ABOUT THIS EXERCISE »
Answer these questions from the passage on innovation:
(a) What gross domestic product growth does the African Development Bank project for Kenya in 2022?
(b) Who describes the tardiness of organisational innovation as mistakes along a company's s-curve?
(c) Which two education technology ventures does the passage name?

GIVEN PASSAGE »
Innovate before necessity is obvious

What you need to know:

  • Trepidation lingers partially over the national election next year, supply chain shortages, and upheavals in international relations and stability.
  • Innovation solves problems before they become crises, solves crises before they become stampedes, and solves stampedes to bring compassion and progress to the world.

As 2021 winds to a close before many of us take our New Year holiday leaves in late December and early January, we look forward with both excitement and trepidation to 2022.

The excitement stems partly from health advances, economic gains, and technology expectations.

Kenya and the world are benefiting from greater scientific breakthroughs in better vaccine efficacy and care treatment for the Covid-19 plague. Economically, the African Development Bank projects a world-leading gross domestic product growth of five percent for Kenya in 2022.

Exciting new financial technology (termed “fintech”), education technology (Kidato and Pata Tutor), technology accelerators (iHub, CoELIB Centre, and NaiLab among many others), and software developers (Techsavanna and Craft Silicon among dozens more) are emerging from Kenya to transform our region and our world.

Meanwhile, trepidation lingers partially over the national election next year, supply chain shortages, and upheavals in international relations and stability. But what drives much of the excitement that we hope will outweigh our fears and anxiety? Innovation across multiple sectors.

Creativity drives the world forward. Innovation solves problems before they become crises, solves crises before they become stampedes, and solves stampedes to bring compassion and progress to the world.

But most organisations err in that they make deliberate efforts to innovate too late. University of Chicago faculty Gregory Bunch refers to the tardiness of organisational innovation as mistakes along a company’s s-curve.

The s-curve follows the trajectory of most business ventures. They start out leaping into the abyss with a largely untested product or service not entirely sure that enough customer demand will greet their market entry. As such, the s-curve points flat or down.

They tumble along putting in time, money, and networking resources with no or minimal return until either they start to gain traction through customer discovery and commensurate sales or burn through their start-up capital before revenues overtake expenditures and crash out of the market.

RECORD EXTRACTS »
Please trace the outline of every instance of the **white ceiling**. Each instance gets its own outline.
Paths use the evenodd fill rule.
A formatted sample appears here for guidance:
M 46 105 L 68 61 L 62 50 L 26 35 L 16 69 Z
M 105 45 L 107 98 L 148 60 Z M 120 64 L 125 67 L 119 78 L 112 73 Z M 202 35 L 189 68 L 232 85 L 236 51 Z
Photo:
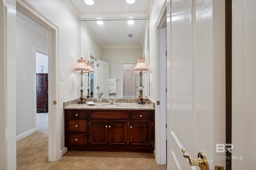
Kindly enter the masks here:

YOUR RESPONSE »
(a) Five percent, which the passage calls world-leading.
(b) Gregory Bunch, a University of Chicago faculty member.
(c) Kidato and Pata Tutor.